By DANIEL RIORDAN
Southern Cross Healthcare has made history with its third application to the Commerce Commission for clearance to buy Aetna Health (NZ).
It is the first time any party has gone three times to the consumer watchdog, says commission spokesman Vince Cholewa.
Southern Cross first applied two months ago to take over all of Aetna. When the watchdog knocked that back because of concerns with market dominance, it applied a second time, saying it would divest some of Aetna's health insurance policies.
That didn't work either, prompting a third application.
This time, Southern Cross has promised to offload all Aetna's policies, making explicit what the market has understood to be its targets all along - Aetna's more advanced computer systems and its First Health primary care network, which provides specialised administrative services for doctors.
Southern Cross is by far the country's biggest health insurer with an estimated 63 per cent of the $500 million market by revenue.
Aetna is number two, with about 18 per cent, although Southern Cross disputes the relevance of these figures.
It has argued that low barriers to entry and low switching costs for consumers would lessen the impact of any increase in dominance.
Other health insurers will once again be on tenterhooks awaiting the commission's decision.
Some have talked of leaving the industry if Southern Cross gets approval.
AA Insurance has already noted that with Southern Cross' tax-free status, the parent companies of some insurers might conclude that they could make better returns on their assets elsewhere.
Dermot Martin, general manager of health insurer UniMed, welcomed the news that Southern Cross was prepared to divest Aetna policies.
But the latest application left a lot of questions unanswered.
"It will be interesting to see who, if anyone, acquires that book."
#####
▸ USING THE INFORMATION
[1] Decide whether each statement below agrees with the article on Southern Cross Healthcare's bid for Aetna Health (NZ). Answer yes or no for each, quoting the deciding words of the article.
(a) Southern Cross's first application sought to take over all of Aetna.
(b) Aetna holds an estimated 63 per cent of the health insurance market.
(c) UniMed's general manager objected to Southern Cross divesting Aetna's policies.
[2] Continue the article on Southern Cross Healthcare's bid for Aetna Health (NZ), starting after its final quoted sentence.

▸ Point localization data
#####
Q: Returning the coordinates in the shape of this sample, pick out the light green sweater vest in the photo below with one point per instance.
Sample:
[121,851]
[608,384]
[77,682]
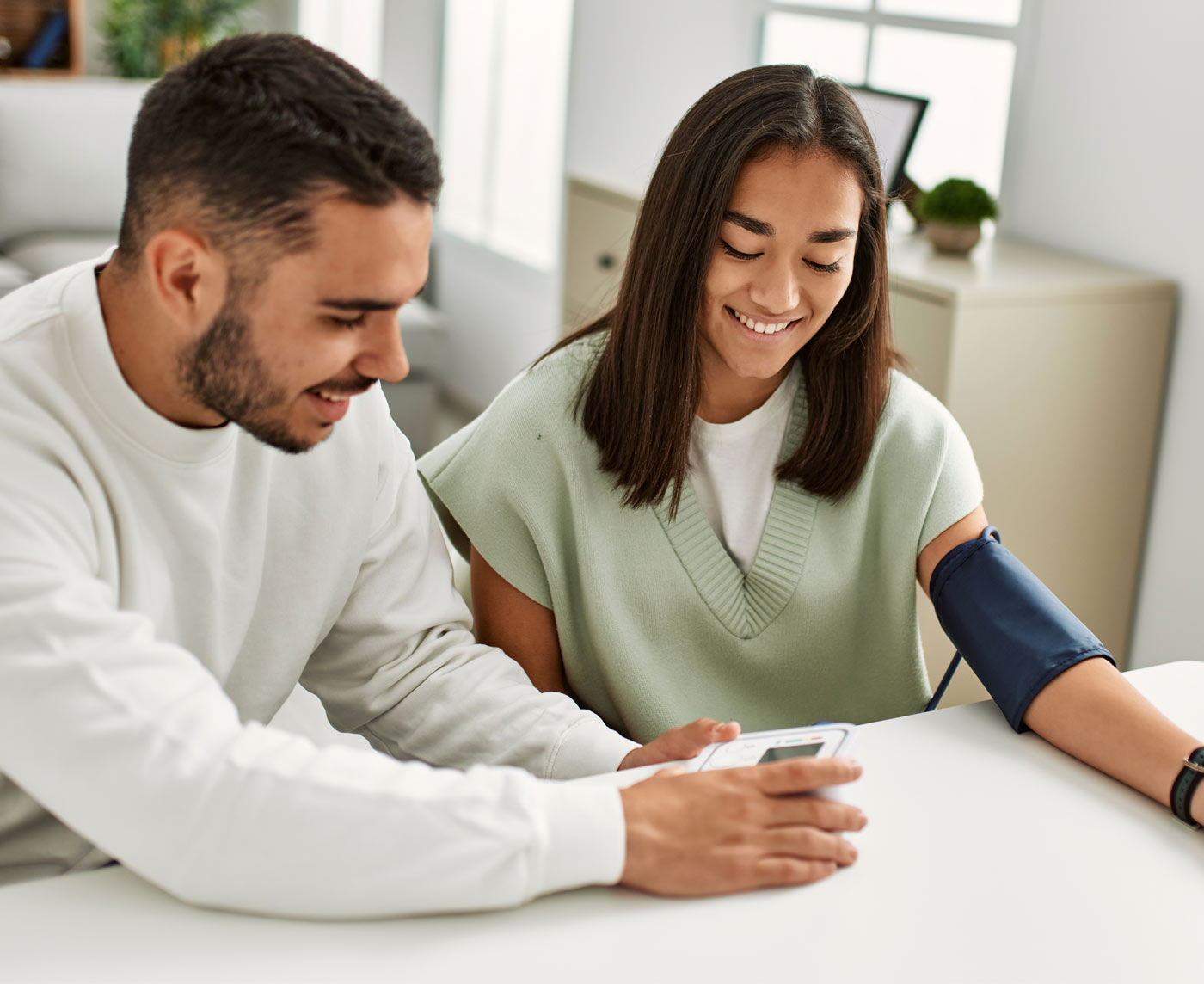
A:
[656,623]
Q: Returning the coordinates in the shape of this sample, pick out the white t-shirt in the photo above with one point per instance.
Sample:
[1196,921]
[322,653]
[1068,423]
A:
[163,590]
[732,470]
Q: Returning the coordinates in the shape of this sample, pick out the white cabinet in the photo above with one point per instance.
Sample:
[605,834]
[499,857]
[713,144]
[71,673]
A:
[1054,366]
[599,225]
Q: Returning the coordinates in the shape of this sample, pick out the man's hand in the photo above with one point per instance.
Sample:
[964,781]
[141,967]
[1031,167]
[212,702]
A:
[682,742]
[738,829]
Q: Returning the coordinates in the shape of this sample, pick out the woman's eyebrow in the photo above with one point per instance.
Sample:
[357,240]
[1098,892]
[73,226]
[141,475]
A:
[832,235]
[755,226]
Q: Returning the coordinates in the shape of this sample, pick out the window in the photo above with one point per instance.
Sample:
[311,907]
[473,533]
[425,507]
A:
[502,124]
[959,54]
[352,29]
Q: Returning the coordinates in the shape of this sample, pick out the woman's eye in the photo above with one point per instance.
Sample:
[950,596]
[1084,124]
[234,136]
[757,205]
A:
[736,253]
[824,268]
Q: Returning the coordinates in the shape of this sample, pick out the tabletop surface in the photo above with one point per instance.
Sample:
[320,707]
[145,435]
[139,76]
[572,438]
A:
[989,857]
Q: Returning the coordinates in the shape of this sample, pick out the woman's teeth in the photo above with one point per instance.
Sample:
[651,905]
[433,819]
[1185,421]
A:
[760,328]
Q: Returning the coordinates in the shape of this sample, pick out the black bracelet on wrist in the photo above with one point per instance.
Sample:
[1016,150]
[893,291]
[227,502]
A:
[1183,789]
#####
▸ ANSWERS TO THIS EXERCISE
[1]
(a) Yes: "Southern Cross first applied two months ago to take over all of Aetna."
(b) No: "Southern Cross is by far the country's biggest health insurer with an estimated 63 per cent of the $500 million market by revenue." and "Aetna is number two, with about 18 per cent"
(c) No: "Dermot Martin, general manager of health insurer UniMed, welcomed the news that Southern Cross was prepared to divest Aetna policies."

[2]
He said that incorporating the ex-Aetna policies into the different information technology systems of any acquirer wouldn't be easy.
UniMed, which has an estimated 3 per cent of the market, was not interested.
The Corporation of Insurance Brokers and the Consumer's Institute have opposed the takeover from the time it was first mooted, as has the New Zealand Private Hospitals Association.
That organisation represents the country's 32 private hospitals and clinics which compete with Southern Cross' 13 hospitals.
The new application hasn't changed its views.
President Andrew Blair says that even though Southern Cross wouldn't retain any Aetna policies, the move would still increase its dominance of the health insurance market by removing its closest rival.
He says Southern Cross already exploits its position at the top of two markets by cross-subsidising hospital patients with income from its health insurance business.
Eliminating Aetna would increase its ability to do that.
At the bottom of the pile are about 40,000 Aetna policyholders who must be wondering which health insurer they could end up with, and how those insurers will treat issues such as age of policies and any pre-existing conditions written into them.
Executives from Southern Cross and Aetna were unavailable for comment.